** Opening Records for this task block **
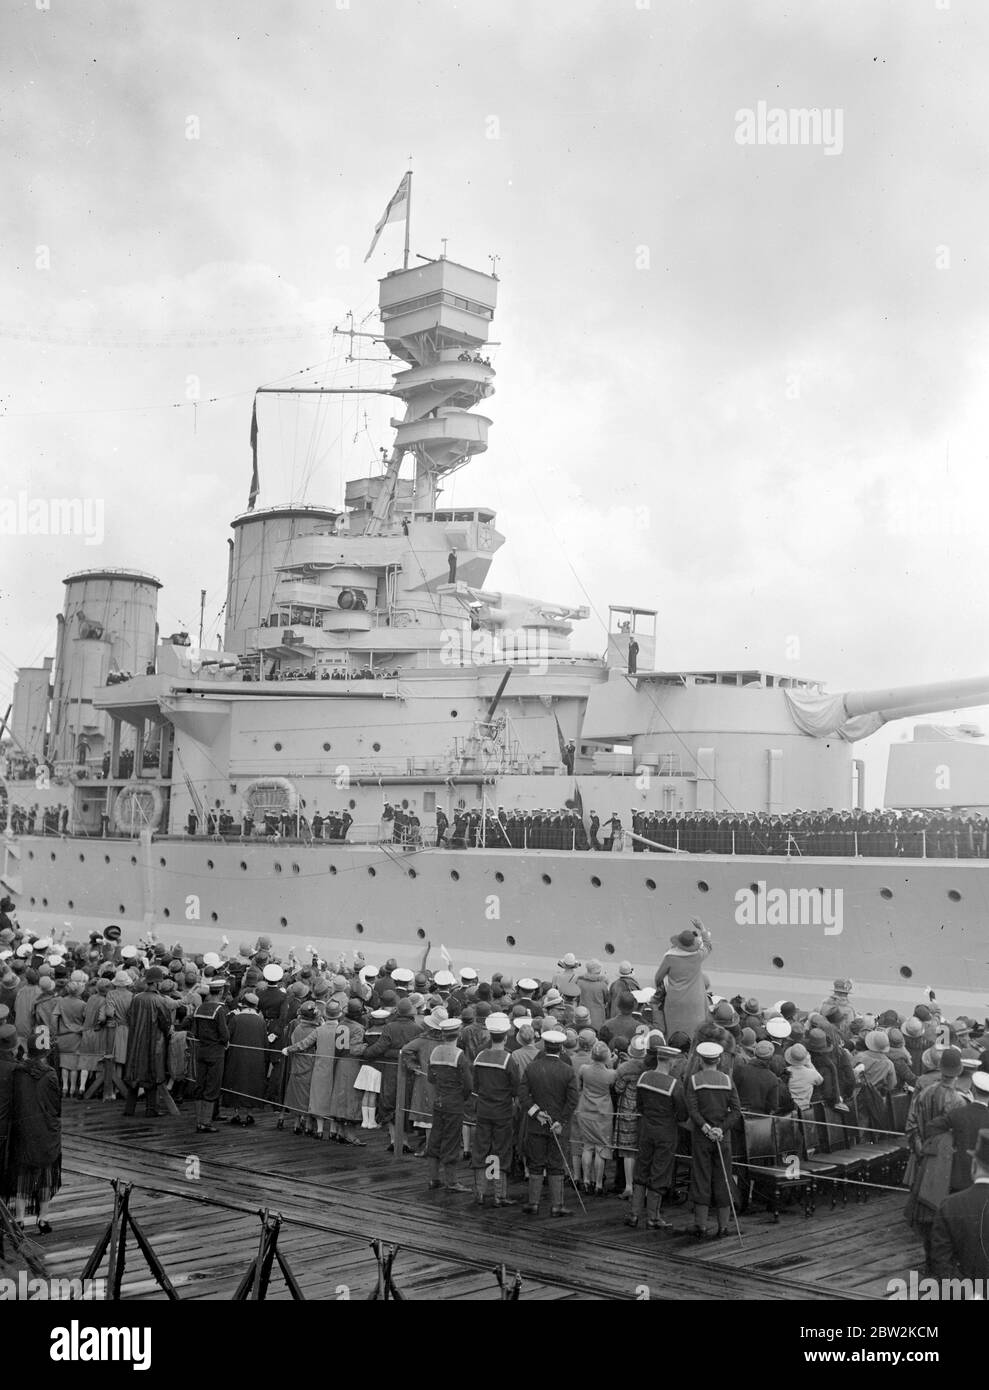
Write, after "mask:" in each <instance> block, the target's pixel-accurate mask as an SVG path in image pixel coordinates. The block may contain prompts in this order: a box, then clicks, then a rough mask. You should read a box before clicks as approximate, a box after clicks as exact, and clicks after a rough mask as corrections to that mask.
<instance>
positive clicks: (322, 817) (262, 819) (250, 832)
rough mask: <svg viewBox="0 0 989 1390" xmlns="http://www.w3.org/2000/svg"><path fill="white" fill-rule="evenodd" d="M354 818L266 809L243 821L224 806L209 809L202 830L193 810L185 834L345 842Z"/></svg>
mask: <svg viewBox="0 0 989 1390" xmlns="http://www.w3.org/2000/svg"><path fill="white" fill-rule="evenodd" d="M353 823H354V817H353V816H351V815H350V812H349V810H329V812H326V815H325V816H324V815H321V812H318V810H317V812H314V815H313V816H311V817H307V816H306V813H304V812H301V810H288V809H285V810H281V812H278V810H267V812H261V813H257V815H256V813H253V812H250V810H247V812H244V813H243V815H242V817H240V820H235V819H233V815H232V812H229V810H228V809H226V808H225V806H215V808H210V809H208V810H207V813H206V823H204V826H203V830H201V831H200V819H199V816H197V815H196V810H194V809H193V808H190V809H189V815H188V816H186V834H189V835H197V834H204V835H219V837H221V838H236V837H240V838H243V840H250V838H251V837H267V838H276V840H299V838H304V840H308V838H310V837H311V838H313V840H346V838H347V834H349V833H350V827H351V826H353Z"/></svg>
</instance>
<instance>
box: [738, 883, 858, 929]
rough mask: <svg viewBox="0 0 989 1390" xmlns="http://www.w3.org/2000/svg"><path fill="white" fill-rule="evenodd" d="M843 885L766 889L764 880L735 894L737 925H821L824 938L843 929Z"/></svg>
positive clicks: (844, 906) (773, 926)
mask: <svg viewBox="0 0 989 1390" xmlns="http://www.w3.org/2000/svg"><path fill="white" fill-rule="evenodd" d="M843 908H845V890H843V888H768V890H767V884H765V880H761V881H760V883H756V884H753V885H751V887H749V888H739V890H738V892H736V894H735V922H736V923H738V924H739V926H740V927H824V934H825V937H840V934H842V931H843V930H845V919H843Z"/></svg>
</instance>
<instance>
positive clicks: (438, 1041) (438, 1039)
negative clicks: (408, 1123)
mask: <svg viewBox="0 0 989 1390" xmlns="http://www.w3.org/2000/svg"><path fill="white" fill-rule="evenodd" d="M447 1017H449V1015H447V1012H446V1009H433V1011H432V1013H429V1015H426V1017H425V1019H424V1020H422V1023H424V1024H425V1031H424V1033H419V1036H418V1037H414V1038H413V1040H411V1042H406V1045H404V1047H403V1048H401V1054H400V1055H401V1059H403V1062H404V1063H406V1068H407V1069H408V1070H410V1072H411V1073H413V1076H414V1081H413V1098H411V1101H410V1108H408V1113H410V1116H411V1122H413V1129H415V1130H417V1131H418V1134H419V1140H421V1145H419V1151H421V1152H425V1145H426V1140H428V1138H429V1130H431V1129H432V1108H433V1099H435V1088H433V1086H432V1084H431V1081H429V1074H428V1073H429V1058H431V1056H432V1054H433V1052H435V1049H436V1048H438V1047H439V1045H440V1042H442V1041H443V1027H442V1024H443V1023H446V1020H447Z"/></svg>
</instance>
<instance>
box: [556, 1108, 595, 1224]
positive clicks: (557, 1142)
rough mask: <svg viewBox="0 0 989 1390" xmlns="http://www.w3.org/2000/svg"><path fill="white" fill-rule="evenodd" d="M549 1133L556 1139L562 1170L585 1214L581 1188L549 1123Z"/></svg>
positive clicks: (561, 1145) (558, 1136) (557, 1136)
mask: <svg viewBox="0 0 989 1390" xmlns="http://www.w3.org/2000/svg"><path fill="white" fill-rule="evenodd" d="M550 1134H551V1136H553V1138H554V1140H556V1144H557V1148H558V1150H560V1161H561V1162H563V1166H564V1172H565V1173H567V1177H570V1180H571V1183H572V1184H574V1194H575V1197H576V1200H578V1202H579V1204H581V1211H582V1212H583V1215H585V1216H586V1215H588V1208H586V1207H585V1205H583V1198H582V1197H581V1190H579V1187H578V1186H576V1179H575V1177H574V1175H572V1172H571V1168H570V1163H568V1162H567V1155H565V1154H564V1151H563V1144H561V1143H560V1136H558V1134H557V1131H556V1130H554V1129H553V1126H551V1125H550Z"/></svg>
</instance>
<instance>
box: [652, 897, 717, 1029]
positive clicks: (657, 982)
mask: <svg viewBox="0 0 989 1390" xmlns="http://www.w3.org/2000/svg"><path fill="white" fill-rule="evenodd" d="M690 920H692V923H693V926H692V927H690V929H689V930H686V931H681V933H679V935H676V937H671V938H670V949H668V951H667V954H665V955H664V956H663V960H661V962H660V967H658V970H657V972H656V988H657V990H660V988H663V990H664V991H665V999H664V1004H663V1016H664V1019H665V1034H667V1037H670V1034H671V1033H686V1034H688V1036H692V1034H693V1030H695V1029H696V1027H697V1024H699V1023H703V1020H704V1019H706V1017H707V983H706V980H704V972H703V965H704V960H706V959H707V956H708V955H710V954H711V949H713V947H711V934H710V931H708V930H707V927H706V926H704V923H703V922H701V920H700V917H692V919H690Z"/></svg>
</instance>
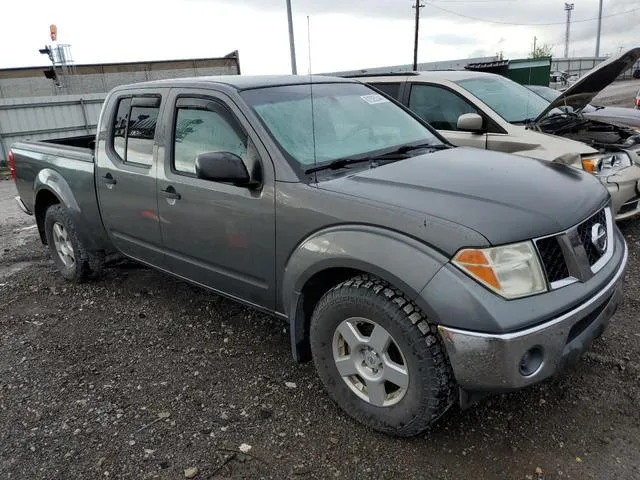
** Closing Records for this task block **
Work to be completed: Your job is to copy every entry exactly. Omit the pictures.

Response:
Write, after "mask:" in each <instance> block, the target's pixel-accurate mask as an SVG path in image pixel coordinates. The block may contain prompts in this order: a box, then clicks, then a rough mask. You should read a box before clicks as approximate, a box after clicks as exact, and clicks after a rough mask as corrections to that mask.
<instance>
positive clicks: (322, 817) (262, 819) (250, 832)
rough mask: <svg viewBox="0 0 989 1390" xmlns="http://www.w3.org/2000/svg"><path fill="white" fill-rule="evenodd" d="M354 818L266 809L243 821L224 806L209 809L202 830L193 810L185 834L345 842Z"/></svg>
mask: <svg viewBox="0 0 989 1390" xmlns="http://www.w3.org/2000/svg"><path fill="white" fill-rule="evenodd" d="M353 823H354V817H353V816H351V815H350V812H349V810H329V812H326V815H325V816H324V815H321V812H318V810H317V812H314V815H313V816H311V817H307V816H306V813H304V812H301V810H288V809H285V810H281V812H278V810H267V812H261V813H257V815H256V813H253V812H250V810H247V812H244V813H243V815H242V817H240V820H235V819H233V815H232V812H229V810H228V809H226V808H225V806H215V808H210V809H208V810H207V813H206V823H204V826H203V830H201V831H200V819H199V816H197V815H196V810H194V809H193V808H190V809H189V815H188V816H186V834H189V835H197V834H204V835H219V837H221V838H236V837H240V838H243V840H250V838H251V837H267V838H276V840H299V838H304V840H308V838H310V837H311V838H313V840H346V838H347V834H349V833H350V827H351V826H353Z"/></svg>
</instance>
<instance>
box: [738, 883, 858, 929]
rough mask: <svg viewBox="0 0 989 1390" xmlns="http://www.w3.org/2000/svg"><path fill="white" fill-rule="evenodd" d="M843 885L766 889L764 880L735 894L737 925H821L824 938L843 929Z"/></svg>
positive clicks: (844, 906) (773, 926)
mask: <svg viewBox="0 0 989 1390" xmlns="http://www.w3.org/2000/svg"><path fill="white" fill-rule="evenodd" d="M843 908H845V890H843V888H768V890H767V884H765V880H761V881H760V883H756V884H753V885H751V887H749V888H739V890H738V892H736V894H735V922H736V923H738V924H739V926H740V927H824V934H825V937H840V934H842V931H843V930H845V919H843Z"/></svg>
</instance>
<instance>
positive clicks: (438, 1041) (438, 1039)
negative clicks: (408, 1123)
mask: <svg viewBox="0 0 989 1390" xmlns="http://www.w3.org/2000/svg"><path fill="white" fill-rule="evenodd" d="M447 1017H449V1015H447V1012H446V1009H433V1011H432V1013H429V1015H426V1017H425V1019H424V1020H422V1023H424V1024H425V1031H424V1033H419V1036H418V1037H414V1038H413V1040H411V1042H406V1045H404V1047H403V1048H401V1054H400V1055H401V1059H403V1062H404V1063H406V1068H407V1069H408V1070H410V1072H411V1073H413V1076H414V1081H413V1098H411V1101H410V1108H408V1113H410V1116H411V1122H413V1129H415V1130H417V1131H418V1134H419V1140H421V1145H419V1151H421V1152H425V1145H426V1140H428V1138H429V1130H431V1129H432V1108H433V1099H435V1088H433V1086H432V1084H431V1081H429V1074H428V1073H429V1058H431V1056H432V1054H433V1052H435V1049H436V1048H438V1047H439V1045H440V1042H442V1041H443V1027H442V1024H443V1023H446V1020H447Z"/></svg>
</instance>
<instance>
box: [556, 1108, 595, 1224]
positive clicks: (557, 1142)
rough mask: <svg viewBox="0 0 989 1390" xmlns="http://www.w3.org/2000/svg"><path fill="white" fill-rule="evenodd" d="M549 1133L556 1139L562 1170L585 1214L581 1188L549 1123Z"/></svg>
positive clicks: (561, 1145) (558, 1136) (557, 1136)
mask: <svg viewBox="0 0 989 1390" xmlns="http://www.w3.org/2000/svg"><path fill="white" fill-rule="evenodd" d="M550 1134H551V1136H553V1138H554V1140H556V1144H557V1148H558V1150H560V1161H561V1162H563V1166H564V1172H565V1173H567V1177H570V1180H571V1183H572V1184H574V1194H575V1197H576V1200H578V1202H579V1204H581V1211H582V1212H583V1215H585V1216H586V1215H588V1208H586V1207H585V1205H583V1198H582V1197H581V1190H579V1187H578V1186H576V1179H575V1177H574V1175H572V1172H571V1168H570V1163H568V1162H567V1155H565V1154H564V1151H563V1144H561V1143H560V1136H558V1134H557V1131H556V1130H554V1129H553V1126H551V1125H550Z"/></svg>
</instance>
<instance>
box: [652, 897, 717, 1029]
positive clicks: (657, 982)
mask: <svg viewBox="0 0 989 1390" xmlns="http://www.w3.org/2000/svg"><path fill="white" fill-rule="evenodd" d="M690 920H692V923H693V926H692V927H690V929H689V930H686V931H681V933H679V935H676V937H671V938H670V949H668V951H667V954H665V955H664V956H663V960H661V962H660V967H658V970H657V972H656V988H657V990H660V988H663V990H664V991H665V999H664V1004H663V1016H664V1019H665V1034H667V1037H670V1034H671V1033H686V1034H688V1036H692V1034H693V1030H695V1029H696V1027H697V1024H699V1023H703V1020H704V1019H706V1017H707V983H706V980H704V972H703V965H704V960H706V959H707V956H708V955H710V954H711V949H713V947H711V934H710V931H708V930H707V927H706V926H704V923H703V922H701V920H700V917H692V919H690Z"/></svg>
</instance>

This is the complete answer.